## Work task
The full set of records needs to be retyped exactly.

## Records supplied
□ □ □ □ □ □ □

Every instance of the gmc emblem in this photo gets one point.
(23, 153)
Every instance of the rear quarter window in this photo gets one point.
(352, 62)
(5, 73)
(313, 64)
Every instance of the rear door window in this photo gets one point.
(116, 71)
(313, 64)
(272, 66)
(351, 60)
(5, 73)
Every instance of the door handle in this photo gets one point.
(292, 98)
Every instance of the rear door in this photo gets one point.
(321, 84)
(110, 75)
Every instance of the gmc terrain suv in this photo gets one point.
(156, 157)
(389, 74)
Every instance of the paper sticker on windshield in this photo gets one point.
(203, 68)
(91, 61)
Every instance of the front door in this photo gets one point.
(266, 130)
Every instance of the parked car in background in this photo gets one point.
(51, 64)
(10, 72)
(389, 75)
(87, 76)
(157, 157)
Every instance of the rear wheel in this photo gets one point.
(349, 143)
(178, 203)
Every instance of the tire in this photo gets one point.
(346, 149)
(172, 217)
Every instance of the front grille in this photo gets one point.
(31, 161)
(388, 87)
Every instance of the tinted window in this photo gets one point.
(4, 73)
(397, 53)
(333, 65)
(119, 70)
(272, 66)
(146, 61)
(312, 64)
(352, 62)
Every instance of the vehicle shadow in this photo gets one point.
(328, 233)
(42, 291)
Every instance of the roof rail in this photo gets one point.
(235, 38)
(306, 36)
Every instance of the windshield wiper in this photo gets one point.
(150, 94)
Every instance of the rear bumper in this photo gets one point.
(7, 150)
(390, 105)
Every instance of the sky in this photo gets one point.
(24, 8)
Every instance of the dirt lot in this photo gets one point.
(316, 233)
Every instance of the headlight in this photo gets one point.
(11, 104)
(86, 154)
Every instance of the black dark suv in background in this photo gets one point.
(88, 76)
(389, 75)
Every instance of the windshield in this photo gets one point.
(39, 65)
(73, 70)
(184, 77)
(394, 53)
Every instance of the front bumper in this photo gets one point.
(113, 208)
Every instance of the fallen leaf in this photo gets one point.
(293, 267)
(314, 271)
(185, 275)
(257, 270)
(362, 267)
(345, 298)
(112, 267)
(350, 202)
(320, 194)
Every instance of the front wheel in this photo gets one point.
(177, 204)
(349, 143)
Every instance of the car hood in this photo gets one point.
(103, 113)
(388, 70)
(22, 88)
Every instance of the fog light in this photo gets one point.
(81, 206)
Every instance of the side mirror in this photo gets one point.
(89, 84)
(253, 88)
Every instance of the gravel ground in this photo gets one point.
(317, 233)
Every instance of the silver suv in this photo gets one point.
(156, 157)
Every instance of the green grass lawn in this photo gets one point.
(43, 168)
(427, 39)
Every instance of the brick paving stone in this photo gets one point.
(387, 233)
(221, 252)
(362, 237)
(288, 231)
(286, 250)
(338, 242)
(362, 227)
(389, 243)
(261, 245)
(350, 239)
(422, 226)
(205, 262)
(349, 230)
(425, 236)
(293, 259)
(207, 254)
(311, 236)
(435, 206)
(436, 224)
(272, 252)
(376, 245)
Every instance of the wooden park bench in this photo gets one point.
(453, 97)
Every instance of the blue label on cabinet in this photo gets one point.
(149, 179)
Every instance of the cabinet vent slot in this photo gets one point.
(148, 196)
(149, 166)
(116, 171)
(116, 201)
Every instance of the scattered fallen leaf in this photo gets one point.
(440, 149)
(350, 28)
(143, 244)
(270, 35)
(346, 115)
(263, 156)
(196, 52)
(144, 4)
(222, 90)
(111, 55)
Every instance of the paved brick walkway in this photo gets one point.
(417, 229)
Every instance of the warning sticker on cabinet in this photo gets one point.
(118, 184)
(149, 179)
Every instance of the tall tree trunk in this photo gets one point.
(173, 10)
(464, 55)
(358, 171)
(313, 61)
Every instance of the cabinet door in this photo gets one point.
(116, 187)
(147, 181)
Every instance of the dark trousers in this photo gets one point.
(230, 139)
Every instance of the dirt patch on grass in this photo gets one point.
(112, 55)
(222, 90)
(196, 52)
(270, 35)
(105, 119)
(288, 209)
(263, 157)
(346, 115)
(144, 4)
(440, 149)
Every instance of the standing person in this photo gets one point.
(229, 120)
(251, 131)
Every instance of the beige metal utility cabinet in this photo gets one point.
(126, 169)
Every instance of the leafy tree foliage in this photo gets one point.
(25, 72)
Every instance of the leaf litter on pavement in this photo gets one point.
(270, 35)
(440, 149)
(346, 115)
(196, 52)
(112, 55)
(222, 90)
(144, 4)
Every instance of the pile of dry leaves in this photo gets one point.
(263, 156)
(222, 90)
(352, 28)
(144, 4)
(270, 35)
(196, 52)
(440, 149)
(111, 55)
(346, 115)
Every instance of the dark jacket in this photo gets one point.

□ □ □ □ □ □ □

## Task output
Every instance of the gmc emblem in this photo gets one point.
(23, 153)
Every instance of the rear quarter window in this photo gets one point.
(352, 62)
(5, 73)
(313, 64)
Every instance of the rear door window in this photo gets one point.
(116, 71)
(313, 64)
(272, 66)
(351, 60)
(5, 73)
Every instance of the door handle in this photo gets one point.
(292, 98)
Every instance of the rear door in this photo gets one point.
(321, 84)
(110, 75)
Every instance of the gmc terrain suv in this photo gets one point.
(156, 157)
(389, 74)
Every instance of the paper sticker on windshield in this photo gets one point.
(203, 68)
(91, 61)
Every instance of the front door in this photo gets one point.
(266, 130)
Every instance of the parked car in background in this photo gets one point.
(51, 64)
(10, 72)
(389, 75)
(87, 76)
(157, 157)
Every instance of the rear wheel in this photo gets one point.
(349, 143)
(178, 203)
Every instance of the tire in this photo gets one point.
(346, 149)
(172, 217)
Every instance of the front grille in this photo gets one point.
(31, 161)
(388, 87)
Every instance of the tinted window in this photo gets one point.
(4, 73)
(397, 53)
(333, 65)
(119, 70)
(272, 66)
(146, 61)
(312, 64)
(352, 62)
Every instance of the vehicle shadow in this photo gets one point.
(328, 233)
(42, 291)
Every instance of the roof rail in this photo gets one point.
(235, 38)
(306, 36)
Every instance of the windshield wiper in this photo gets one point.
(150, 94)
Every instance of the rear bumper in this photo gets one point.
(7, 150)
(390, 105)
Every instance of the sky in this photo gets one point.
(24, 8)
Every instance of the dirt lot in this photo gets one point.
(316, 233)
Every instance of the headlight in this photo gets one point.
(11, 104)
(86, 154)
Every instance of the black dark suv in background in this photo gets one point.
(88, 76)
(389, 75)
Every instance of the windshield in this photo gets one point.
(39, 65)
(73, 70)
(184, 77)
(394, 53)
Every instance of the front bumper in this photo gets one point.
(113, 208)
Every instance of the fallen leaf in this photo gets one point.
(293, 267)
(314, 271)
(185, 275)
(257, 270)
(362, 267)
(345, 298)
(112, 267)
(350, 202)
(320, 194)
Every instance of the front wheel in this photo gets one point.
(177, 204)
(349, 143)
Every instance of the car hood in this photo gets one point.
(103, 113)
(388, 70)
(22, 88)
Every instance of the fog light in this photo gets one point.
(81, 206)
Every instance of the side mirror in this photo gets one point.
(89, 84)
(253, 88)
Every instance of the gravel ground in this photo gets one point.
(317, 233)
Every instance of the silver suv in this photo gets one point.
(156, 157)
Every instance of the green grass lawn in this photo gets one point.
(43, 168)
(427, 39)
Every instance of the brick paving stone in this photo gets one point.
(387, 233)
(221, 252)
(362, 237)
(288, 231)
(286, 250)
(338, 242)
(362, 227)
(389, 243)
(261, 245)
(350, 239)
(422, 226)
(205, 262)
(349, 230)
(425, 236)
(293, 259)
(207, 254)
(311, 236)
(435, 206)
(436, 224)
(272, 252)
(376, 245)
Every instance of the wooden park bench in this photo gets one point.
(453, 97)
Every instance of the blue label on cabinet in this photo gets one point.
(149, 179)
Every instance of the cabinet vent slot in this photo gets one point.
(148, 196)
(149, 166)
(116, 171)
(116, 201)
Every instance of the scattered fallen leaf in this photo gets one point.
(440, 149)
(350, 28)
(143, 244)
(270, 35)
(346, 115)
(263, 156)
(196, 52)
(144, 4)
(222, 90)
(111, 55)
Every instance of the paved brick walkway in this photo gets one point.
(417, 229)
Every instance of the warning sticker on cabinet in this photo gets one point.
(118, 184)
(149, 179)
Every instance of the tall tree trunk in this photo gets one point.
(173, 10)
(464, 55)
(358, 171)
(313, 61)
Every instance of the cabinet door in this photo gets one point.
(116, 187)
(147, 181)
Every instance of the dark trousers in this photo gets one point.
(230, 139)
Every instance of the dirt patch on grass in this photo gets one point.
(112, 55)
(222, 90)
(196, 52)
(270, 35)
(105, 119)
(288, 209)
(263, 157)
(346, 115)
(144, 4)
(440, 149)
Every instance of the standing person in this photo gets one point.
(229, 120)
(251, 131)
Every instance of the beige metal utility cabinet in this photo gets one point.
(126, 169)
Every instance of the leafy tree foliage in this photo gets one point.
(25, 72)
Every instance of the leaf litter on pavement in this photo gets one point.
(270, 35)
(440, 149)
(346, 115)
(196, 52)
(112, 55)
(222, 90)
(144, 4)
Every instance of the pile of dry leaves in this photo gets one point.
(263, 156)
(222, 90)
(352, 28)
(144, 4)
(270, 35)
(196, 52)
(440, 149)
(111, 55)
(346, 115)
Every instance of the dark jacket in this photo gets one point.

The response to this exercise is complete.